> _Exercise_
Among the lines below, count those that include "pointer", and state the count alone.

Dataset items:
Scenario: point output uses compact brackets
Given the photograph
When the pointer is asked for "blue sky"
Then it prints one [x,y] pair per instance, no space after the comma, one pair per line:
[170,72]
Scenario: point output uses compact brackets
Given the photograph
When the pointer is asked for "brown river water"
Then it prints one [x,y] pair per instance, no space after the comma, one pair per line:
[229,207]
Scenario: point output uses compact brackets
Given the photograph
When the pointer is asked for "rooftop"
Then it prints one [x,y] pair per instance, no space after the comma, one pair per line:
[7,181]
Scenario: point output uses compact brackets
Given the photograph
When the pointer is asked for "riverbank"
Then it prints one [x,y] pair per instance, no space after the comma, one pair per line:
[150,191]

> _Exercise solution_
4